(Stored entries)
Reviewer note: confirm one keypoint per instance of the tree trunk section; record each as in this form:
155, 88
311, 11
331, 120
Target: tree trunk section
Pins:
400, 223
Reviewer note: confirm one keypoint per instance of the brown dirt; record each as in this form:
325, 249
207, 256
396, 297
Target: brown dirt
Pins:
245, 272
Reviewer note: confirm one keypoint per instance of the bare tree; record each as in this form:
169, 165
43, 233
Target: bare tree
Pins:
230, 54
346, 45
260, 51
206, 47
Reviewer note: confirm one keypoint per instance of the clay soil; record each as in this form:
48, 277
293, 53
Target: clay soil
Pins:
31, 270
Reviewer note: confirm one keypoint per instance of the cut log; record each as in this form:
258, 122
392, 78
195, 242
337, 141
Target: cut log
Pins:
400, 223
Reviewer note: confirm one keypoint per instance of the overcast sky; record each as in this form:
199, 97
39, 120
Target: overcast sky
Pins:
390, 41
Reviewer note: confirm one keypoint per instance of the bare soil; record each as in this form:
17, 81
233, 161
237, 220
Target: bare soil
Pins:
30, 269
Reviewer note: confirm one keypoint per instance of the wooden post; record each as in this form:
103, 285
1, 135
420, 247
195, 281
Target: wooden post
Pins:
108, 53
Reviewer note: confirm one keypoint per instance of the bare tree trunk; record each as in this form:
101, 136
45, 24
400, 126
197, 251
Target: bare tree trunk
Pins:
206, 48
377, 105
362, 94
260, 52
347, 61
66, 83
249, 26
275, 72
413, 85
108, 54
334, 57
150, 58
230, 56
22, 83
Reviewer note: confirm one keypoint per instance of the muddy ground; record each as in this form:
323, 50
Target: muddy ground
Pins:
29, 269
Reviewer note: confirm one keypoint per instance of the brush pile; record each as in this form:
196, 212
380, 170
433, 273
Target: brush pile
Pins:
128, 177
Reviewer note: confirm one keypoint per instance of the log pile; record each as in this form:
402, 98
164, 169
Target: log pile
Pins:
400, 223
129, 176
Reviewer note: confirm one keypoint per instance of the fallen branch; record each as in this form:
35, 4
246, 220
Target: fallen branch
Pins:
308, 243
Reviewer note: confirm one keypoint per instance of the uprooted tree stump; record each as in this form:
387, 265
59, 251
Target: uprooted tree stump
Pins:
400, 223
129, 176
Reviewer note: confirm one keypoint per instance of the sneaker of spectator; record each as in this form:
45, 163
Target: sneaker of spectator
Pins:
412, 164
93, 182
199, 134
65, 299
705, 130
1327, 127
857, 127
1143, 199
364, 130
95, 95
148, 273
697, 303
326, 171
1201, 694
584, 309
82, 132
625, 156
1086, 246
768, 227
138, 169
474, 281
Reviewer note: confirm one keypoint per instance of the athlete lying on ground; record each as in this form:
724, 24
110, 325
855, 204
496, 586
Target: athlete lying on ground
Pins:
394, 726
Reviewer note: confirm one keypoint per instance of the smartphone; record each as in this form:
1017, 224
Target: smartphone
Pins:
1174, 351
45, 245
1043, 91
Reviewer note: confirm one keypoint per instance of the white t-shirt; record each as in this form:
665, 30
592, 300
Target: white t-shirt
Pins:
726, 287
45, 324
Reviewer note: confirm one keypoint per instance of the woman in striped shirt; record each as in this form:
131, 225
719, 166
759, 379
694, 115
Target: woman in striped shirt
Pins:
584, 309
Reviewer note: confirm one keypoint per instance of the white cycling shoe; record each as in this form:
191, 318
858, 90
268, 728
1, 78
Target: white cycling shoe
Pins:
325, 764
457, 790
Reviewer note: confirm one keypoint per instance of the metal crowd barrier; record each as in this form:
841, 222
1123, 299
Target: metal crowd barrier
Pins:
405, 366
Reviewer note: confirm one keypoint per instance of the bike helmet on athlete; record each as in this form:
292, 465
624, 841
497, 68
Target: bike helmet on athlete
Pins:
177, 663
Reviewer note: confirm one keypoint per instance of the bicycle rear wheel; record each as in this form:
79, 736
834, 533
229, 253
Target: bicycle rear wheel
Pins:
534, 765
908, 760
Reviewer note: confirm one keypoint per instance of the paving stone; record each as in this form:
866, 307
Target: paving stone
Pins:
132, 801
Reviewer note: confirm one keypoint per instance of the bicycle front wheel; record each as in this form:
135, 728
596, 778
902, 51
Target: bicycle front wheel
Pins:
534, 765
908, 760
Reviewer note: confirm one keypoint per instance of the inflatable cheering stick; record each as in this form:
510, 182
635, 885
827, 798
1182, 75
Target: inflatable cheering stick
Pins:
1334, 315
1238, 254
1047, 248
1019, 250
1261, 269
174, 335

==

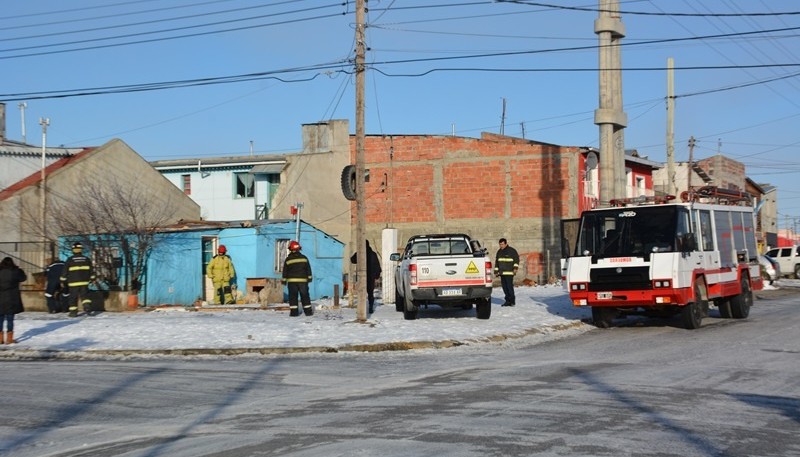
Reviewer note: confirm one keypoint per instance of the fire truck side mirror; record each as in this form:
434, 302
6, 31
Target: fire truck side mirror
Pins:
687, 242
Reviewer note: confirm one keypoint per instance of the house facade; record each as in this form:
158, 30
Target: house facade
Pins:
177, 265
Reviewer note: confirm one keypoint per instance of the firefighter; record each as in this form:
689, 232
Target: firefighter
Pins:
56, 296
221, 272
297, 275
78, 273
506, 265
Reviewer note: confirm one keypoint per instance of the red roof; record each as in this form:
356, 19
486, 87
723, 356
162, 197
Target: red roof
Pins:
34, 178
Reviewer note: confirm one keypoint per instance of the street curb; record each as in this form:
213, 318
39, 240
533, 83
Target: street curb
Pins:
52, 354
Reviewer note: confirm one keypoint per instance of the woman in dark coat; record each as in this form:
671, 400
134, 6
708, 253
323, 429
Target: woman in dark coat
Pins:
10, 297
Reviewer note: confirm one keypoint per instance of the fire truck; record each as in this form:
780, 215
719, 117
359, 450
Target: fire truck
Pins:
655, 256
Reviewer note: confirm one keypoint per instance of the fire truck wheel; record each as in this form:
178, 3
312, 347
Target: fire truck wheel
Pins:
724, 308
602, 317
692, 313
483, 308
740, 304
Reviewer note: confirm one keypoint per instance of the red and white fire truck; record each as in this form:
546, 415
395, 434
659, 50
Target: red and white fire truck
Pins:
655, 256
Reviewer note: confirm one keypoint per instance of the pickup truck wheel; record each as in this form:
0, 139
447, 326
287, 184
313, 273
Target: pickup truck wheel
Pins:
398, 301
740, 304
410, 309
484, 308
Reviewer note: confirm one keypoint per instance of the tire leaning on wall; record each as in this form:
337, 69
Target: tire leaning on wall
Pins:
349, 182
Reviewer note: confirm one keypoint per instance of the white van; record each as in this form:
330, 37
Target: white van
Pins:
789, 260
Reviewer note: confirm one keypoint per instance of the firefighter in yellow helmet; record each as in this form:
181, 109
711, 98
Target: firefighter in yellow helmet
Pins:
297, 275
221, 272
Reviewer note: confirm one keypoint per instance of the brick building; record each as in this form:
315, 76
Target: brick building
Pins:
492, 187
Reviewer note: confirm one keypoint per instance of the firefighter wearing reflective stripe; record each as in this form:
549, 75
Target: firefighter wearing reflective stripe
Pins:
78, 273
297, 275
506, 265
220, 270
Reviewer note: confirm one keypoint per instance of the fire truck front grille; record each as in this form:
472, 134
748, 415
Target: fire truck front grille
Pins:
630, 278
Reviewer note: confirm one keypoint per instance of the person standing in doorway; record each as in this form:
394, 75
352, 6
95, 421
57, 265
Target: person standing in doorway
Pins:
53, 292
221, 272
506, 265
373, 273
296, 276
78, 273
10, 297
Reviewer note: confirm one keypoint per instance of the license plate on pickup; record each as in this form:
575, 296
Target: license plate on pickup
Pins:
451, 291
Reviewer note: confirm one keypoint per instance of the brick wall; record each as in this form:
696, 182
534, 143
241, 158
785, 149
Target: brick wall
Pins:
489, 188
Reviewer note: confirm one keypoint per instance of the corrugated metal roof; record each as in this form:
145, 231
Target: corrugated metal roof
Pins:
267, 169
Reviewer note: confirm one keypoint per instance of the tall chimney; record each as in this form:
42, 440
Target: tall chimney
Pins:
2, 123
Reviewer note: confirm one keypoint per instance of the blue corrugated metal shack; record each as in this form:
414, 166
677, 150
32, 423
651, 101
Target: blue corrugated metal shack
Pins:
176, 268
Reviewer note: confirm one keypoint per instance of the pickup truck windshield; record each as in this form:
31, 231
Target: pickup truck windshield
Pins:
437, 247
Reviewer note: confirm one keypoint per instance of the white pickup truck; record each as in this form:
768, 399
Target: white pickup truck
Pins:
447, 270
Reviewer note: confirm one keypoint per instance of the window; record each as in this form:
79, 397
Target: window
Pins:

* * *

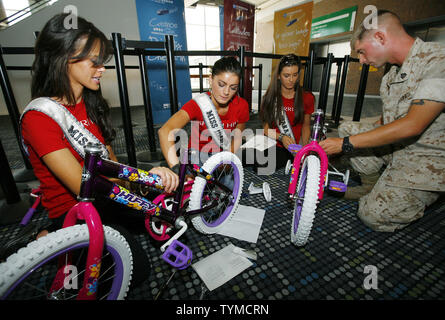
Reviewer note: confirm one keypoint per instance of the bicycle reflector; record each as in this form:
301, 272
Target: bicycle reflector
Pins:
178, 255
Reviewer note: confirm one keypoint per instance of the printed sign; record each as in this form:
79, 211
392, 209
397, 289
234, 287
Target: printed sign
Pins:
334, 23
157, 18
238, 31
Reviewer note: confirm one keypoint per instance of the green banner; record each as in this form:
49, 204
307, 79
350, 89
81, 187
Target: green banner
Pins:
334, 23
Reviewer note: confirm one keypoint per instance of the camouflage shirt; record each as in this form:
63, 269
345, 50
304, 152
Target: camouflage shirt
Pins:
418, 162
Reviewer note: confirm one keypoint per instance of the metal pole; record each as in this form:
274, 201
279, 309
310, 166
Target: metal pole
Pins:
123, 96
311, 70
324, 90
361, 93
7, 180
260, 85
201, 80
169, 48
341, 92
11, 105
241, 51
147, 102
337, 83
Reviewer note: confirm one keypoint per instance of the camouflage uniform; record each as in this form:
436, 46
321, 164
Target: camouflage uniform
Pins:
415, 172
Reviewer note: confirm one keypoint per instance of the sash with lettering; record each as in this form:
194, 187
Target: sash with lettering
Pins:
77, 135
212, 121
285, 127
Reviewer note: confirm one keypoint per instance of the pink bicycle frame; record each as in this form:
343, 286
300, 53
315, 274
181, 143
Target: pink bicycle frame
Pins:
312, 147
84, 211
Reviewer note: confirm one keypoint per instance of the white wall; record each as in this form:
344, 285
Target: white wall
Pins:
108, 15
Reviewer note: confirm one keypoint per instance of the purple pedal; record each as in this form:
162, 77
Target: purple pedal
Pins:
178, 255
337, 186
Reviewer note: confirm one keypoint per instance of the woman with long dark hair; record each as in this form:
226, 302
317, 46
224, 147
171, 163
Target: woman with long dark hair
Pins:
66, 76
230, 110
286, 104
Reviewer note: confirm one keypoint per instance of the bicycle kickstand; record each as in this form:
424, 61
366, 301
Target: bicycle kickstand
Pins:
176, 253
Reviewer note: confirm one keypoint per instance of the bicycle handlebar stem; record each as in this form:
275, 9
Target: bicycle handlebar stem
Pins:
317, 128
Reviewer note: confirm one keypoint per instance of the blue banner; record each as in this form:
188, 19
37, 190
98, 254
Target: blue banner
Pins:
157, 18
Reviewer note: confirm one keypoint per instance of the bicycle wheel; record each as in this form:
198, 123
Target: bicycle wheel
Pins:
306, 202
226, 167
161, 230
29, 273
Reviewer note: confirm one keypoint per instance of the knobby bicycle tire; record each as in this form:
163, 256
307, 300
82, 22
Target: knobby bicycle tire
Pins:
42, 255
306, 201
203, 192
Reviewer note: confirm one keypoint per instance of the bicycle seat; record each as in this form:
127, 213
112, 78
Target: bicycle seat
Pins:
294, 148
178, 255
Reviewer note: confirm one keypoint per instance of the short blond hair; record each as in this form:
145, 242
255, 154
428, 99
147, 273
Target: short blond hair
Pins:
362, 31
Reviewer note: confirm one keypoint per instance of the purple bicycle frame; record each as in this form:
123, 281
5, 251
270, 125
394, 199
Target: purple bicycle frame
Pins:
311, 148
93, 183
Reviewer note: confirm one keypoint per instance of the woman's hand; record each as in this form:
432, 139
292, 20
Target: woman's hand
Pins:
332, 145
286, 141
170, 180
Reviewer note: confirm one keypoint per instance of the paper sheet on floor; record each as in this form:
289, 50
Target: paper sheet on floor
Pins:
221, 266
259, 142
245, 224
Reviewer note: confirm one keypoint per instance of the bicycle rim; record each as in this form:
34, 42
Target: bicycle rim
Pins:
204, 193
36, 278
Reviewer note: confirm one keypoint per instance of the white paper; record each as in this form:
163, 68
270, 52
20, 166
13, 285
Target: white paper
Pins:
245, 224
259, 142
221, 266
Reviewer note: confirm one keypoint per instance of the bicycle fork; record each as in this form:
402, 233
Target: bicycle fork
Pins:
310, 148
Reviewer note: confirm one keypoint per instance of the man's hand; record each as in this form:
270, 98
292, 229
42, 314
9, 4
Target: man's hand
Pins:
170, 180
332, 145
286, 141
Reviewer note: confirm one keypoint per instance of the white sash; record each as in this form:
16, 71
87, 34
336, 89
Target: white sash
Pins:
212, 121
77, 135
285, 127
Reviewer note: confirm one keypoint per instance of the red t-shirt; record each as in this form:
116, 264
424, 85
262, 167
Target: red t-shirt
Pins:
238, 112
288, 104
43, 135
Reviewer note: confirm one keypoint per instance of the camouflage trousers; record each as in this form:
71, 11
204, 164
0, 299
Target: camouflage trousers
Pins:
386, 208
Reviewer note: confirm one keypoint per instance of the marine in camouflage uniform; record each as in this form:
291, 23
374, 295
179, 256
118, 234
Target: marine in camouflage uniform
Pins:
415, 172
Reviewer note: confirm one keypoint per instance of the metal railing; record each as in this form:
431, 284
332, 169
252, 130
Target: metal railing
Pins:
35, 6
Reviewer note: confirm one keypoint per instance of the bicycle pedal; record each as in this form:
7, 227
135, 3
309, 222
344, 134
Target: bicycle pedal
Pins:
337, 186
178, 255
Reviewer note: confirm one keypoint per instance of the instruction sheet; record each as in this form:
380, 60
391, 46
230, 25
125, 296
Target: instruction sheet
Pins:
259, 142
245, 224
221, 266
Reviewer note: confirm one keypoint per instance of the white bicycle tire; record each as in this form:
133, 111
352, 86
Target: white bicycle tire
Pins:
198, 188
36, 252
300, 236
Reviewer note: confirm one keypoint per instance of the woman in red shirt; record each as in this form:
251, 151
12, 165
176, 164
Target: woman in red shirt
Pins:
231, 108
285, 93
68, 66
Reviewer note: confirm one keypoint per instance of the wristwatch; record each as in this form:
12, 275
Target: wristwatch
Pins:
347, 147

• [Problem description]: Starting at the line that has "in striped shirt;" in the records above, restate word for word every line until the one that has "the metal crowd", and include that one as well.

• [Response to the task]:
Reviewer note: confirm one keypoint per instance of the woman in striped shirt; record each as in this form:
131, 225
719, 166
759, 379
694, 115
Target: woman in striped shirt
Pins:
584, 309
Reviewer note: confirm one keypoint per instance of the white cycling shoe; record each as in this form:
191, 318
858, 90
268, 728
1, 78
Target: white cycling shoe
Pins:
325, 764
457, 790
Reviewer note: confirm one keypoint per instance of the metal crowd barrier; record each as in this form:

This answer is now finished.